Convert every line of the material below into a Markdown table with the columns "No." and "Line," numbering the rows in order and skipping blank lines. Leave the pictures out of the table.

[Begin DATA TO USE]

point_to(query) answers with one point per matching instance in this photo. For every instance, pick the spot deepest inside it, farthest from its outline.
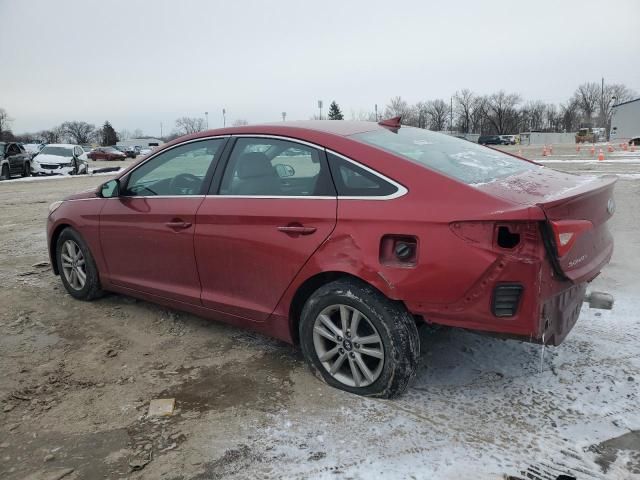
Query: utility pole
(451, 118)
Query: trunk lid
(577, 209)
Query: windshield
(463, 160)
(57, 151)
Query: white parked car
(33, 148)
(60, 159)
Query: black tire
(395, 327)
(91, 288)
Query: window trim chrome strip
(400, 192)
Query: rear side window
(275, 168)
(351, 180)
(465, 161)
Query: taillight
(512, 238)
(566, 232)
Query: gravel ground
(76, 380)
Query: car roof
(341, 128)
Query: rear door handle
(178, 225)
(297, 229)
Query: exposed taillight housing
(566, 232)
(515, 238)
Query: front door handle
(297, 229)
(178, 225)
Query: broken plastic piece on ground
(161, 407)
(599, 300)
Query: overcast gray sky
(139, 63)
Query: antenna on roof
(391, 122)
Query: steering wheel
(185, 184)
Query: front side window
(273, 167)
(465, 161)
(178, 171)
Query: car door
(273, 206)
(146, 233)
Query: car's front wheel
(356, 339)
(77, 267)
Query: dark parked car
(342, 237)
(106, 153)
(129, 151)
(14, 160)
(491, 140)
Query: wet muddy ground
(76, 380)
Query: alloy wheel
(73, 265)
(348, 345)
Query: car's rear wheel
(77, 267)
(356, 339)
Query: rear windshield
(463, 160)
(57, 151)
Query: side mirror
(284, 170)
(109, 189)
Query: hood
(54, 159)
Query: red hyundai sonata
(342, 237)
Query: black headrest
(254, 164)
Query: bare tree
(54, 135)
(570, 113)
(533, 116)
(500, 111)
(610, 95)
(187, 125)
(588, 96)
(363, 115)
(465, 104)
(438, 112)
(79, 132)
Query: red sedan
(106, 153)
(342, 237)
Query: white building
(140, 142)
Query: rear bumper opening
(560, 313)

[End DATA TO USE]

ANSWER TO THIS PROBLEM:
| No. | Line |
|---|---|
| 1 | point_to(query) answers with one point per matching instance in this photo. For every instance, pick the spot deepest inside it, farthest from its outline. |
| 2 | Query: utility pole |
| 3 | (451, 118) |
| 4 | Query: trunk lid |
| 5 | (577, 209) |
| 6 | Query: windshield |
| 7 | (463, 160) |
| 8 | (57, 151) |
| 9 | Query: white parked car |
| 10 | (33, 148) |
| 11 | (60, 159) |
| 12 | Query: black tire |
| 13 | (395, 327) |
| 14 | (91, 288) |
| 15 | Query: window trim chrome strip |
| 16 | (400, 192) |
| 17 | Query: rear side window |
| 18 | (275, 168) |
| 19 | (351, 180) |
| 20 | (465, 161) |
| 21 | Query: taillight |
| 22 | (512, 238) |
| 23 | (566, 232) |
| 24 | Query: gravel ground |
| 25 | (76, 380) |
| 26 | Query: car roof |
| 27 | (341, 128) |
| 28 | Query: rear door handle |
| 29 | (178, 225) |
| 30 | (297, 229) |
| 31 | Query: exposed taillight housing |
| 32 | (566, 232) |
| 33 | (515, 238) |
| 34 | Query: front door handle |
| 35 | (297, 229) |
| 36 | (178, 225) |
| 37 | Query: broken plastic piece on ground |
| 38 | (161, 407) |
| 39 | (599, 300) |
| 40 | Query: overcast gray sky |
| 41 | (139, 63) |
| 42 | Query: antenna on roof |
| 43 | (391, 122) |
| 44 | Query: steering wheel |
| 45 | (185, 184) |
| 46 | Query: front side window |
| 47 | (273, 167) |
| 48 | (465, 161) |
| 49 | (178, 171) |
| 50 | Query: car door |
| 51 | (273, 206) |
| 52 | (146, 233) |
| 53 | Query: car's front wheel |
| 54 | (356, 339) |
| 55 | (77, 267) |
| 56 | Query: dark parked car |
| 57 | (342, 237) |
| 58 | (106, 153) |
| 59 | (129, 151) |
| 60 | (14, 160) |
| 61 | (491, 140) |
| 62 | Query: wet muddy ground |
| 63 | (76, 380) |
| 64 | Query: alloy wheel |
| 65 | (73, 265) |
| 66 | (348, 345) |
| 67 | Query: car's rear wheel |
| 68 | (77, 267) |
| 69 | (356, 339) |
| 70 | Query: rear windshield |
| 71 | (463, 160) |
| 72 | (57, 151) |
| 73 | Query: side mirror |
| 74 | (284, 170) |
| 75 | (109, 189) |
| 76 | Query: hood |
| 77 | (54, 159) |
| 78 | Query: red hyundai sonata |
| 79 | (342, 237) |
| 80 | Query: black headrest |
| 81 | (254, 164) |
| 82 | Query: bare tree |
| 83 | (54, 135) |
| 84 | (570, 113) |
| 85 | (533, 116) |
| 86 | (500, 111) |
| 87 | (610, 95) |
| 88 | (187, 125) |
| 89 | (588, 96) |
| 90 | (363, 115) |
| 91 | (465, 104) |
| 92 | (438, 112) |
| 93 | (79, 132) |
| 94 | Query: red sedan |
| 95 | (106, 153) |
| 96 | (342, 237) |
| 97 | Query: white building |
| 98 | (140, 142) |
| 99 | Query: rear bumper opening |
| 100 | (560, 313) |